Your objective:
Rewrite the rows from the line containing "Query: sunglasses" down to the line containing "98), (79, 100)]", both included and requests kept, and offset every coordinate in the answers by adding 58 to it. Numbers in the requests and format samples stay unchanged.

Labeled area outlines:
++++

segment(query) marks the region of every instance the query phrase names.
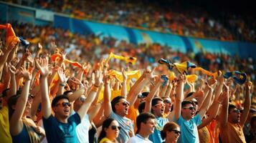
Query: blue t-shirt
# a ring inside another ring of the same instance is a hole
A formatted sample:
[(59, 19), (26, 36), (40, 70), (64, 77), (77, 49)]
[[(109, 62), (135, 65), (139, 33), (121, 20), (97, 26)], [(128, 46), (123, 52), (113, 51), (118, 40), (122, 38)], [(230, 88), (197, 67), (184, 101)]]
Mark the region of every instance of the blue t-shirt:
[(163, 130), (163, 126), (169, 121), (167, 118), (156, 117), (155, 122), (156, 123), (153, 133), (149, 135), (149, 140), (152, 142), (163, 142), (164, 140), (161, 137), (161, 131)]
[(77, 142), (75, 128), (81, 122), (77, 113), (67, 119), (67, 123), (62, 123), (55, 117), (49, 116), (48, 119), (43, 117), (43, 123), (48, 143)]
[(196, 114), (193, 119), (187, 121), (181, 115), (177, 120), (177, 124), (181, 128), (181, 136), (179, 138), (179, 143), (199, 142), (197, 126), (202, 123), (201, 117)]
[(24, 124), (22, 132), (16, 136), (11, 136), (11, 138), (13, 143), (21, 142), (22, 141), (22, 142), (30, 143), (29, 136)]
[(121, 140), (122, 142), (127, 142), (130, 138), (129, 132), (133, 131), (133, 122), (130, 119), (119, 116), (113, 112), (110, 113), (109, 117), (115, 119), (118, 122), (119, 126), (121, 127), (118, 140)]

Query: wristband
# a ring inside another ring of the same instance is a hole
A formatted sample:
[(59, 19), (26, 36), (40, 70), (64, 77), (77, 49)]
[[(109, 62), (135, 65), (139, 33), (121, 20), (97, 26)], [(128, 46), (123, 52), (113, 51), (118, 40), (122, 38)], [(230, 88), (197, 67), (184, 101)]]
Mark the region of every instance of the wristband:
[(90, 91), (97, 92), (98, 92), (98, 87), (95, 87), (95, 85), (93, 85), (93, 86), (92, 87), (92, 88), (90, 89)]
[(61, 83), (60, 83), (60, 86), (65, 87), (65, 84), (61, 82)]

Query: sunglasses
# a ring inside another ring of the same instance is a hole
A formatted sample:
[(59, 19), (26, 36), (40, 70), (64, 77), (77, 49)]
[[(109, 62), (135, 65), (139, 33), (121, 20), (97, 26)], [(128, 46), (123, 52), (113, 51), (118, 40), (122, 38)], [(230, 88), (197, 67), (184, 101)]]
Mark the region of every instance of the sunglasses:
[(130, 103), (128, 102), (120, 102), (123, 106), (130, 106)]
[(194, 107), (184, 107), (183, 108), (189, 109), (190, 110), (196, 110), (196, 109)]
[(80, 100), (80, 102), (85, 102), (85, 98), (84, 98), (84, 97), (80, 97), (80, 98), (79, 98), (79, 100)]
[(141, 94), (138, 94), (138, 99), (143, 99), (143, 98), (145, 98), (145, 97), (143, 96), (143, 95), (141, 95)]
[(121, 127), (113, 125), (113, 126), (111, 126), (111, 129), (112, 129), (113, 130), (115, 130), (115, 129), (118, 129), (118, 130), (120, 130), (120, 129), (121, 129)]
[(171, 103), (170, 100), (164, 100), (163, 102), (164, 103)]
[(172, 132), (172, 131), (174, 131), (174, 133), (175, 134), (181, 134), (181, 132), (180, 132), (180, 131), (178, 131), (178, 130), (176, 130), (176, 129), (171, 129), (171, 130), (169, 130), (169, 132)]
[(233, 112), (234, 112), (234, 113), (240, 113), (240, 109), (234, 109)]
[(62, 104), (62, 107), (65, 107), (65, 106), (68, 106), (68, 107), (70, 107), (71, 106), (71, 104), (70, 102), (62, 102), (62, 103), (58, 103), (57, 104), (57, 106), (60, 105), (60, 104)]
[(163, 103), (158, 103), (158, 104), (156, 104), (154, 107), (157, 107), (157, 106), (161, 106), (161, 107), (163, 106), (163, 107), (165, 107), (166, 104), (164, 104)]

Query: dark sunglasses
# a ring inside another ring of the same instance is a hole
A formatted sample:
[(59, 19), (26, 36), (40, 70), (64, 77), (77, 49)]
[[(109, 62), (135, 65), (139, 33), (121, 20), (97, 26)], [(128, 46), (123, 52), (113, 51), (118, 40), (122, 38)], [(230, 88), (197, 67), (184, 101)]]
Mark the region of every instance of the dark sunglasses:
[(194, 107), (184, 107), (183, 108), (189, 109), (190, 110), (196, 110), (196, 109)]
[(178, 131), (178, 130), (176, 130), (176, 129), (171, 129), (171, 130), (169, 130), (169, 132), (172, 132), (172, 131), (174, 131), (174, 133), (176, 134), (181, 133), (180, 131)]
[(113, 126), (111, 126), (111, 129), (112, 129), (113, 130), (115, 130), (115, 129), (118, 129), (118, 130), (120, 130), (120, 129), (121, 129), (121, 127), (113, 125)]
[(142, 99), (142, 98), (145, 98), (145, 97), (143, 96), (142, 94), (138, 94), (138, 99)]
[(80, 102), (85, 102), (85, 98), (84, 98), (84, 97), (80, 97), (80, 98), (79, 98), (79, 100), (80, 100)]
[(171, 101), (170, 100), (164, 100), (163, 102), (164, 103), (171, 103)]
[(60, 104), (62, 104), (62, 107), (65, 107), (65, 106), (68, 106), (68, 107), (70, 107), (71, 106), (71, 104), (70, 102), (62, 102), (62, 104), (60, 103), (58, 103), (57, 104), (57, 106), (60, 105)]
[(234, 113), (240, 113), (240, 109), (234, 109), (233, 112), (234, 112)]
[(121, 102), (123, 106), (130, 106), (130, 103), (128, 102)]

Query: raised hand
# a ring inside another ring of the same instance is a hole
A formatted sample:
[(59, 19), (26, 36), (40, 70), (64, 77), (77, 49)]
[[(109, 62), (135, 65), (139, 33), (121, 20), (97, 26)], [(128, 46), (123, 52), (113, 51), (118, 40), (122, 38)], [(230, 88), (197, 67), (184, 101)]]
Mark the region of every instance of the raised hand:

++++

Complete output:
Query: sunglasses
# a ring inside another ring of the same instance is a hole
A formatted sample:
[(59, 19), (26, 36), (40, 70), (64, 77), (77, 49)]
[[(109, 62), (135, 65), (139, 33), (121, 20), (97, 26)], [(128, 46), (123, 52), (113, 51), (118, 40), (122, 38)], [(230, 88), (197, 67), (184, 101)]]
Mark the region of every instance of the sunglasses:
[(188, 161), (186, 160), (178, 160), (181, 164), (188, 164)]
[(252, 165), (242, 165), (241, 166), (247, 167), (248, 168), (254, 168), (254, 167)]
[(138, 158), (138, 160), (143, 160), (143, 156), (142, 156), (142, 155), (138, 155), (138, 156), (137, 156), (137, 158)]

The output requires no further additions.